◆ Data supplied:
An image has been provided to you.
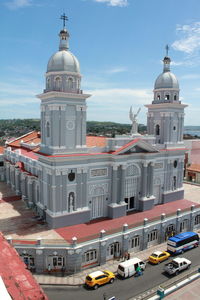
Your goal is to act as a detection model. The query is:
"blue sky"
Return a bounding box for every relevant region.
[0,0,200,125]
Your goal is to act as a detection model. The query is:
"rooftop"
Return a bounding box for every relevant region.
[0,182,200,245]
[0,233,48,300]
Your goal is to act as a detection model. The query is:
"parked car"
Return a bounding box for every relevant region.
[149,251,170,264]
[164,257,191,275]
[117,257,146,278]
[85,270,115,290]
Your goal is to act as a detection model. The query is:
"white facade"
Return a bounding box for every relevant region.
[5,25,186,229]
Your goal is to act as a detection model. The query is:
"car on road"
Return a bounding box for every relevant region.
[85,270,115,290]
[164,257,191,275]
[148,251,170,264]
[117,257,146,278]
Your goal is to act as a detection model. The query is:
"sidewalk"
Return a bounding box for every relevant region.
[34,242,167,286]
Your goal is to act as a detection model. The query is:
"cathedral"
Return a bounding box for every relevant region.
[4,19,187,228]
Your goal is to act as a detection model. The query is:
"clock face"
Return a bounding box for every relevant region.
[67,121,75,130]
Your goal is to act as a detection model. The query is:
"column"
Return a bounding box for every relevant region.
[169,113,174,143]
[112,165,118,203]
[10,165,15,189]
[76,168,83,208]
[81,168,88,207]
[27,176,33,205]
[120,165,126,202]
[15,168,20,195]
[6,161,10,184]
[149,162,155,197]
[141,162,148,198]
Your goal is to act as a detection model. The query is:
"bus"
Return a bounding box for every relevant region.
[167,232,199,254]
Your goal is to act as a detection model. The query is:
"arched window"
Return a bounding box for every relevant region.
[47,77,50,89]
[68,192,75,212]
[76,79,80,90]
[46,122,50,137]
[55,77,61,91]
[165,94,169,100]
[173,176,177,190]
[156,124,160,135]
[68,77,73,90]
[194,215,200,225]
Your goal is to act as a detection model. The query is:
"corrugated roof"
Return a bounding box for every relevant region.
[0,232,48,300]
[8,131,106,152]
[0,146,4,154]
[187,164,200,172]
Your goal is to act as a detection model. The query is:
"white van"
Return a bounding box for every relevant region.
[117,257,146,278]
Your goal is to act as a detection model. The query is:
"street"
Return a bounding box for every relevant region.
[42,248,200,300]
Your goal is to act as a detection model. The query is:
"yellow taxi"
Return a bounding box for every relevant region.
[85,270,115,290]
[149,251,170,264]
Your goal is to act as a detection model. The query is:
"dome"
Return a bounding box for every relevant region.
[154,72,179,90]
[47,50,80,73]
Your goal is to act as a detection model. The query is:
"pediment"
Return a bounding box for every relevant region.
[114,139,158,155]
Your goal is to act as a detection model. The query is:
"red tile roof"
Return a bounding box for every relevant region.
[190,149,200,165]
[0,146,4,154]
[54,199,197,242]
[113,138,140,154]
[8,131,106,148]
[86,135,107,148]
[0,233,48,300]
[187,164,200,172]
[8,131,40,148]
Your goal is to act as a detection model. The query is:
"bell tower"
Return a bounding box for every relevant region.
[145,45,187,147]
[37,14,90,155]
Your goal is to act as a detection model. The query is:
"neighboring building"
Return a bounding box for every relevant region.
[186,164,200,183]
[0,232,48,300]
[184,139,200,183]
[5,20,187,228]
[0,147,5,181]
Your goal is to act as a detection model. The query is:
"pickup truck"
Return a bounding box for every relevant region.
[164,257,191,275]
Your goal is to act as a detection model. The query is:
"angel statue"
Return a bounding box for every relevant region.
[129,106,141,135]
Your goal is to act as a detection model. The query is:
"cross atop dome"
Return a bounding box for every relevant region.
[60,13,68,29]
[165,44,169,56]
[163,44,171,72]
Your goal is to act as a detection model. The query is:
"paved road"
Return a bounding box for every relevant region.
[43,247,200,300]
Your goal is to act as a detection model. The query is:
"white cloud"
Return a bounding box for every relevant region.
[172,22,200,54]
[180,74,200,79]
[105,67,127,74]
[85,88,153,123]
[5,0,32,10]
[94,0,128,7]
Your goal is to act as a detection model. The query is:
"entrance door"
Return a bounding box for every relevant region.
[107,242,120,259]
[154,185,160,205]
[124,197,135,211]
[47,255,65,270]
[91,195,104,219]
[21,254,35,270]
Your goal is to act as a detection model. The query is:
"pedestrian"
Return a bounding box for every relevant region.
[61,266,65,277]
[47,264,51,274]
[124,252,128,260]
[135,265,143,277]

◆ Given instruction:
Please reproduce the listing above, everything from its very first line down through the line containing "[34,242,167,286]", with both of those lines included and the pictures left out.

◆ Complete response:
An image has been provided to you.
Your goal is to act as a detection model. The query is:
"blue sky"
Return a bounding box for every relevant region.
[0,0,200,125]
Your goal is to act as a detection model. The query is:
"rooftop"
Return a bounding box for every relevant region.
[0,182,200,245]
[0,233,48,300]
Your goal is to act as a detection model. The query is:
"parked car"
Return a bounding box for every relevant region.
[149,251,170,264]
[164,257,191,275]
[117,257,146,278]
[85,270,115,290]
Your goal is to act as a detection model. The query is:
"white facade"
Return a bounding box for every relevant region.
[5,25,186,229]
Your goal is to act as a detection model. The query is:
"car on road"
Return a bounding box for every relevant region.
[85,270,115,290]
[164,257,191,275]
[148,251,170,264]
[117,257,146,278]
Your goal is to act as a detection model. The query is:
"sidewalk"
Return a bounding box for every relevant region.
[34,242,167,286]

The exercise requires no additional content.